* _EXPLORE THE MATERIAL_:
[a] In the article on commercial spaceflight safety rules, retype the text between "There are currently" and "extended in 2015.", inclusive.
[b] Decide whether each statement below agrees with the article on commercial spaceflight safety rules. Answer yes or no for each, and quote the words from the article that settle it.
(i) The moratorium was most recently extended in 2015.
(ii) Industry and lawmakers broadly agree on how long any extension should last.
(iii) Private companies that send humans into space must have passengers sign documents acknowledging that there are no federal safety regulations.
[c] Continue the article on commercial spaceflight safety rules, starting after its final sentence.

[GIVEN TEXT Boundary: Start]

There are currently no regulations on the safety of privately built space vehicles. The fast-growing sector since 2004 has been shielded from federal safety regulations by what is widely called a "learning period."

"Now is not the time to impose new regulations on commercial space," Cruz said, speaking on the sidelines of an industry conference in Washington. "Allowing the learning period to expire would only serve to stifle innovation and undercut American innovation."

The moratorium, established by the Commercial Space Launch Amendments Act of 2004, was most recently extended in 2015.

The law requires private space companies that send humans into space to have passengers sign "informed consent" documents acknowledging the absence of federal safety regulations.

Some space industry groups have supported an extension of the moratorium that would last between six months to as long as a few more years. Though little consensus has been reached between industry and lawmakers on the length of any extension, discussion on the issue is ramping up as the expiration date nears.

[GIVEN TEXT Boundary: End]
[MATERIAL PROVIDED Boundary: Start]

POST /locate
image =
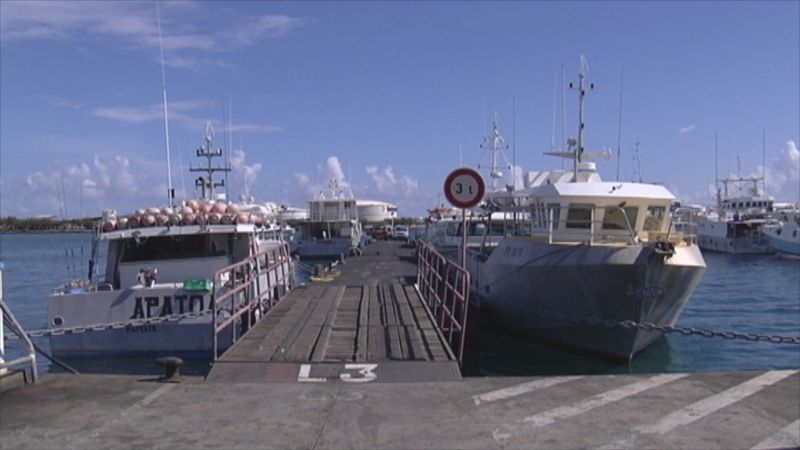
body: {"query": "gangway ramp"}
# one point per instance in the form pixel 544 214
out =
pixel 355 328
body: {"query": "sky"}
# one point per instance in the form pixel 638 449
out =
pixel 386 97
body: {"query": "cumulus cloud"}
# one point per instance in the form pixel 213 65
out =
pixel 86 188
pixel 134 24
pixel 783 175
pixel 247 174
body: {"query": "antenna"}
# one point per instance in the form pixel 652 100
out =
pixel 619 121
pixel 583 72
pixel 638 158
pixel 563 110
pixel 170 191
pixel 716 169
pixel 764 159
pixel 514 142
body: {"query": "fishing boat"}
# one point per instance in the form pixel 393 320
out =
pixel 737 223
pixel 333 229
pixel 589 258
pixel 784 236
pixel 157 278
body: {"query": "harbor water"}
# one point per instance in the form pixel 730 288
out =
pixel 743 294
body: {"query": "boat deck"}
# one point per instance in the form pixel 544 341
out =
pixel 367 323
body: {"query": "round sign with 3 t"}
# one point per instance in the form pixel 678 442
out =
pixel 464 188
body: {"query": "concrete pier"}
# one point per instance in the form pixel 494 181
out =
pixel 329 368
pixel 694 411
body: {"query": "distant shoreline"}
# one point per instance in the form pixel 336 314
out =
pixel 43 231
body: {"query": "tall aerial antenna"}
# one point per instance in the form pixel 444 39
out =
pixel 170 191
pixel 514 142
pixel 638 158
pixel 764 158
pixel 619 121
pixel 563 110
pixel 716 169
pixel 583 72
pixel 230 142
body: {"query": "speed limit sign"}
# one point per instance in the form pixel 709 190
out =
pixel 464 188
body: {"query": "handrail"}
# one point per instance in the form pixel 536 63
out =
pixel 244 292
pixel 444 287
pixel 14 325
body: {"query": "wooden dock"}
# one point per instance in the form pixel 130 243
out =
pixel 366 324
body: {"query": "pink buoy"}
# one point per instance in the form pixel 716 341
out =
pixel 220 208
pixel 162 220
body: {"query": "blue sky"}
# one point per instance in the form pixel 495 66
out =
pixel 387 97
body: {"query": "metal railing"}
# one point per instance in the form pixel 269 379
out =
pixel 244 292
pixel 444 287
pixel 29 360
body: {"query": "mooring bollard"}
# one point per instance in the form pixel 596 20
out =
pixel 172 365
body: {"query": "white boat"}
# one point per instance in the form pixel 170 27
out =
pixel 591 257
pixel 375 211
pixel 737 223
pixel 333 229
pixel 784 236
pixel 162 272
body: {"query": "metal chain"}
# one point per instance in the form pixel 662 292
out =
pixel 113 325
pixel 686 331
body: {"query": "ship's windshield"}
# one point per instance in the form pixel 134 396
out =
pixel 175 247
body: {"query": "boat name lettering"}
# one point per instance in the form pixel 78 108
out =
pixel 513 251
pixel 147 307
pixel 645 292
pixel 140 329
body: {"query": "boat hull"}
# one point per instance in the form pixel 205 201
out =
pixel 576 295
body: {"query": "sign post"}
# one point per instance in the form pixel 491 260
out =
pixel 464 189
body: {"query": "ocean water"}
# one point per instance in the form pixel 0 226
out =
pixel 746 294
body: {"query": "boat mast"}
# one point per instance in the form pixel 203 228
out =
pixel 207 183
pixel 170 191
pixel 495 144
pixel 583 72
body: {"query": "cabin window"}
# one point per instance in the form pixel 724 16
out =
pixel 556 208
pixel 477 229
pixel 654 217
pixel 497 229
pixel 579 216
pixel 175 247
pixel 615 219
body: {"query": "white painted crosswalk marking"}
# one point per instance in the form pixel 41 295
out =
pixel 563 412
pixel 520 389
pixel 787 437
pixel 704 407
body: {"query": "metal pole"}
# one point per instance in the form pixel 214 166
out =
pixel 463 238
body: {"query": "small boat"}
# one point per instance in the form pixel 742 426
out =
pixel 584 257
pixel 160 273
pixel 737 223
pixel 784 236
pixel 333 229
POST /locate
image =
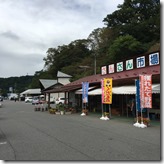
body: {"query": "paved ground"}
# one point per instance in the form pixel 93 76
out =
pixel 29 135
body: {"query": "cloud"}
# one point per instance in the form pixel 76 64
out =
pixel 29 27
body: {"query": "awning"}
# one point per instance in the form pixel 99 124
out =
pixel 79 91
pixel 125 90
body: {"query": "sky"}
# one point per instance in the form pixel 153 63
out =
pixel 29 27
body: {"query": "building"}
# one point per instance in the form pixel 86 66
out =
pixel 123 74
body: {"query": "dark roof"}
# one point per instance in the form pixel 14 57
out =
pixel 125 77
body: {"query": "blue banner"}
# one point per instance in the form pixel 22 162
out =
pixel 138 105
pixel 85 86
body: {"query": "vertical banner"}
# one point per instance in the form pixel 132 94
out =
pixel 85 86
pixel 102 88
pixel 107 87
pixel 146 91
pixel 138 105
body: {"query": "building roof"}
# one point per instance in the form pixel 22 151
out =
pixel 119 78
pixel 61 74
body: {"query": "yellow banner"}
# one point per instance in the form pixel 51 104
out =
pixel 107 91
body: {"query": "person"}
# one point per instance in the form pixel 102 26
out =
pixel 133 108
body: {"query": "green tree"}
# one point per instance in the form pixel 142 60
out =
pixel 138 18
pixel 125 46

[MATERIAL PROVIDED Boundary: End]

* _WRITTEN RESPONSES_:
[a]
There are currently no regulations on the safety of privately built space vehicles. The fast-growing sector since 2004 has been shielded from federal safety regulations by what is widely called a "learning period."

"Now is not the time to impose new regulations on commercial space," Cruz said, speaking on the sidelines of an industry conference in Washington. "Allowing the learning period to expire would only serve to stifle innovation and undercut American innovation."

The moratorium, established by the Commercial Space Launch Amendments Act of 2004, was most recently extended in 2015.

[b]
(i) Yes: "was most recently extended in 2015."
(ii) No: "little consensus has been reached between industry and lawmakers on the length of any extension"
(iii) Yes: "to have passengers sign "informed consent" documents acknowledging the absence of federal safety regulations."

[c]
In an April study tasked by the Federal Aviation Administration, the RAND Corporation recommended allowing the moratorium to expire on Oct. 1 to let the agency begin establishing industry standards and rules.

The moratorium's language complicates the FAA's ability to start standards discussions and collect meaningful safety information from companies that could inform safety regulations, said Doug Ligor, the lead author of the RAND study.

"Regulatory moratoriums are incredibly unusual," Ligor said. "It's not something that other domains have had - aeronautics, maritime, rail, medical - yet those industries are also competitive."

The FAA in July launched a Commercial Human Spaceflight Occupant Safety Rulemaking Committee to start collecting companies' recommendations on spaceflight regulations for when the moratorium expires.

"It's very important that we don't sit on our hands and begin to prepare for the future," Kelvin Coleman, head of the FAA's commercial space office, said at the conference in Washington on Wednesday. He added an extension seemed likely.

"From what we're hearing, it'll probably get extended," he said.

Cruz, the ranking member of the Senate Commerce Committee, represents Texas, where Elon Musk's space company SpaceX bases the development hub for its next-generation Starship rocket.

The state's rural Van Horn region is where Jeff Bezos' Blue Origin launches tourists and researchers to the edge of space aboard the company's New Shepard rocket.

SpaceX, Blue Origin and Virgin Galactic are the primary U.S. space companies catering to wealthy customers willing to pay large sums of money to experience the exhilaration of supersonic rocket speed, microgravity and the spectacle of the Earth's curvature from space.